# [Entries shown]
┄┄┄┄┄┄┄┄┄┄┄┄┄┄┄┄┄┄┄┄

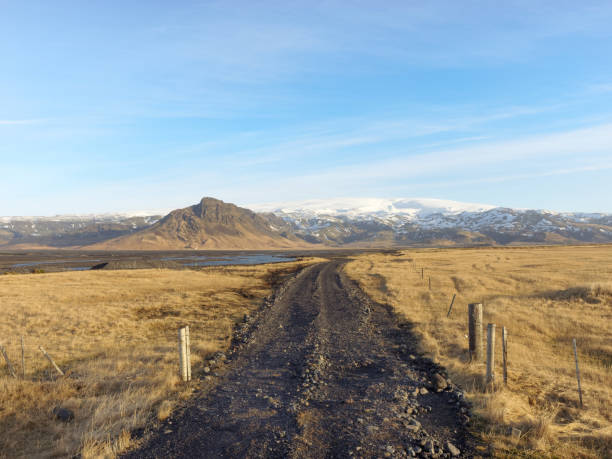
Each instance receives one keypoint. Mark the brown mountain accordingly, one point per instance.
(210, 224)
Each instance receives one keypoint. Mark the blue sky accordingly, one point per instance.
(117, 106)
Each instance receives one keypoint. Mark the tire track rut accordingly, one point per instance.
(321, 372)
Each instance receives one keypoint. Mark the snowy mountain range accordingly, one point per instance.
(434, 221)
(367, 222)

┄┄┄┄┄┄┄┄┄┄┄┄┄┄┄┄┄┄┄┄

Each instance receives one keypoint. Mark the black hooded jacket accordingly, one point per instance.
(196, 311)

┄┄┄┄┄┄┄┄┄┄┄┄┄┄┄┄┄┄┄┄

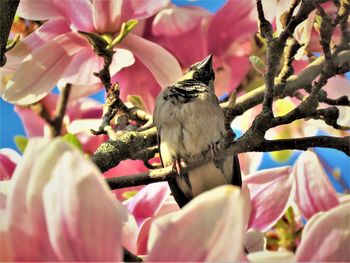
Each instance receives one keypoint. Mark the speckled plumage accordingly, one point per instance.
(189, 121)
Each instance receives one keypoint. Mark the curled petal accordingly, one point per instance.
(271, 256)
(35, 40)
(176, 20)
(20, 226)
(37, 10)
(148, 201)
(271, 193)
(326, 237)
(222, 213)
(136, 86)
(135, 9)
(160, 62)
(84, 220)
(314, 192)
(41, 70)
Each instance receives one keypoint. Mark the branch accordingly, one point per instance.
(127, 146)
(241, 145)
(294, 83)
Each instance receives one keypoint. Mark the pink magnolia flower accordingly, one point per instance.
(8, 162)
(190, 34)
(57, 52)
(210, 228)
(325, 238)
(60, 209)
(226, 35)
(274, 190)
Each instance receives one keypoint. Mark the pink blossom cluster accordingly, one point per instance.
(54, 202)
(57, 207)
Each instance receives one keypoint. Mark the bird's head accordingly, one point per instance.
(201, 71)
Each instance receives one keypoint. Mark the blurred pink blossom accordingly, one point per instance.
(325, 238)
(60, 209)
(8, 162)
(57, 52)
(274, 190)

┄┄┄┄┄┄┄┄┄┄┄┄┄┄┄┄┄┄┄┄

List every line of the rows above that contains the word "Each", matching case exactly.

Each instance receives one keypoint. Mark the brown mountain accordingly, one point per instance.
Each instance receives one keypoint. Mark the blue sky accordingly, one point per instance.
Each instance receives one keypoint. Mark the tire track rut accordingly, one point per instance.
Each instance receives one keypoint. Mark the snowy mountain range accordingly, one point per instance.
Each instance receives one keypoint. Mark the black hooded jacket accordingly, one point per instance.
Each instance receives one keypoint. Mark the speckled plumage accordingly, one point per instance.
Each instance receives one keypoint. Mark the curled petal accordingly, one point per instance.
Each instance receives one keypoint. Mark the branch accordingly, one point per instance.
Each instance receives one keypoint. Mark the pink magnolia flower accordingly, one point per instance.
Each instance receives one keypoint. Mark the pink blossom cluster accordingly, one point per instance.
Each instance receives one keypoint. Mark the bird's head accordingly, one point per instance.
Each instance receives one keypoint. Mark the blurred pink blossom accordingly, one point per instance.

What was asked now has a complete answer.